### Input data
——

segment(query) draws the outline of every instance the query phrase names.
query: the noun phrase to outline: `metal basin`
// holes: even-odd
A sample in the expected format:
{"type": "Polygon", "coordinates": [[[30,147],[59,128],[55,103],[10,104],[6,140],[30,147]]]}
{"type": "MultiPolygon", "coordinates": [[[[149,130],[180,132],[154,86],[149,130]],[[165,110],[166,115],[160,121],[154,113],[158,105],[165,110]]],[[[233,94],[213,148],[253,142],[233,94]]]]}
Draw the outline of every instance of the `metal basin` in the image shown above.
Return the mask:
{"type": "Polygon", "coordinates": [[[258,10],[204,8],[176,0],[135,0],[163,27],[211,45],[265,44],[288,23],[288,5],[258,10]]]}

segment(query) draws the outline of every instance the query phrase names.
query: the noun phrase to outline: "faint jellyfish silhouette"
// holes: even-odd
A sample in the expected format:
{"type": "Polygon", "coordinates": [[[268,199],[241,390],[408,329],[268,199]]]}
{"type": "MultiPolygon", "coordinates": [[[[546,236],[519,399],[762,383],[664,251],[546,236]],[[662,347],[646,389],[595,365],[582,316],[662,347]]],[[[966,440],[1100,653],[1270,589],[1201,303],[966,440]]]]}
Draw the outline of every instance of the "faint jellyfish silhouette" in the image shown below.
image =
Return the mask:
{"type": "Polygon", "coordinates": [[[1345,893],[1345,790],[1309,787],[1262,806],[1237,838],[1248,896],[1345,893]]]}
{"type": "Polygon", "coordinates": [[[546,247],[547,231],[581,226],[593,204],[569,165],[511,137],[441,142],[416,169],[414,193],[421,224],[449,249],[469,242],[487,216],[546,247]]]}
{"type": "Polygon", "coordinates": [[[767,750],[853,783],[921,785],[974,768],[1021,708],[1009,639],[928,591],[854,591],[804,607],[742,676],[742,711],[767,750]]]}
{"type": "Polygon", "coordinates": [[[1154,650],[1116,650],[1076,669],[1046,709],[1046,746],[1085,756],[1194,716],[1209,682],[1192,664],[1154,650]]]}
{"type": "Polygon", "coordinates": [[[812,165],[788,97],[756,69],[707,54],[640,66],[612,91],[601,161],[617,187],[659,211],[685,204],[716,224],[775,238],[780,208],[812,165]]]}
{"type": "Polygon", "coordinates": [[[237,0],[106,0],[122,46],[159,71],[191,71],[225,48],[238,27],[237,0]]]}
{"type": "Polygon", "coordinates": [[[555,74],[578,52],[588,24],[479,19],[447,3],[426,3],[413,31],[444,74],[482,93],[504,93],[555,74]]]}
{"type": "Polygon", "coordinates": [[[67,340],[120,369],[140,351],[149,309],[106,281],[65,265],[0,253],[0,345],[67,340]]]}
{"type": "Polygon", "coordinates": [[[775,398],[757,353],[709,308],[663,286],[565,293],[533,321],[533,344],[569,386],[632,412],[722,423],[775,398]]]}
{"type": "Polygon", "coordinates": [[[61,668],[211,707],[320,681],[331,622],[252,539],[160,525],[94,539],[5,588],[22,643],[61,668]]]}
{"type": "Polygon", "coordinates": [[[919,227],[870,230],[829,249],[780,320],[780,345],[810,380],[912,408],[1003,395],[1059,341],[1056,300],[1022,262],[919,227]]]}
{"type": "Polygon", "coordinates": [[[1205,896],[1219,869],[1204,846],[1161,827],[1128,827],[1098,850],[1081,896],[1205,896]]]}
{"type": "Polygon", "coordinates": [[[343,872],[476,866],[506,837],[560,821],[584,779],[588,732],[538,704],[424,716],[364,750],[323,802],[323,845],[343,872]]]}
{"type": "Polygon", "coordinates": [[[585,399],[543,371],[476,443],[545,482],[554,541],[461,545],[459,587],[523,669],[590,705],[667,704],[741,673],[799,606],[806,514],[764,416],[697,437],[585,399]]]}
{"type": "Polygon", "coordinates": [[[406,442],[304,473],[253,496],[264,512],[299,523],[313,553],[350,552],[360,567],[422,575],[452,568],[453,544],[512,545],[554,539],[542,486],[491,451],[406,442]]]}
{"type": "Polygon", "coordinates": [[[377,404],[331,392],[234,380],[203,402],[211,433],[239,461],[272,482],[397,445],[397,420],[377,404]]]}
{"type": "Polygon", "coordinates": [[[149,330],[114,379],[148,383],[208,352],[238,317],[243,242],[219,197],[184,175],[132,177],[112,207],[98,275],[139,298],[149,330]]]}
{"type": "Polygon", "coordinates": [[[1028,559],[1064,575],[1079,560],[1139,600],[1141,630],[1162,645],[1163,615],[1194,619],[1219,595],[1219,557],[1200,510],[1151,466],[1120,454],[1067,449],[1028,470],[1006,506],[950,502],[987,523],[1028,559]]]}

——

### Given problem
How many lines in the material above contain the string "image"? Case counts. Reply with the number alone.

### Full solution
3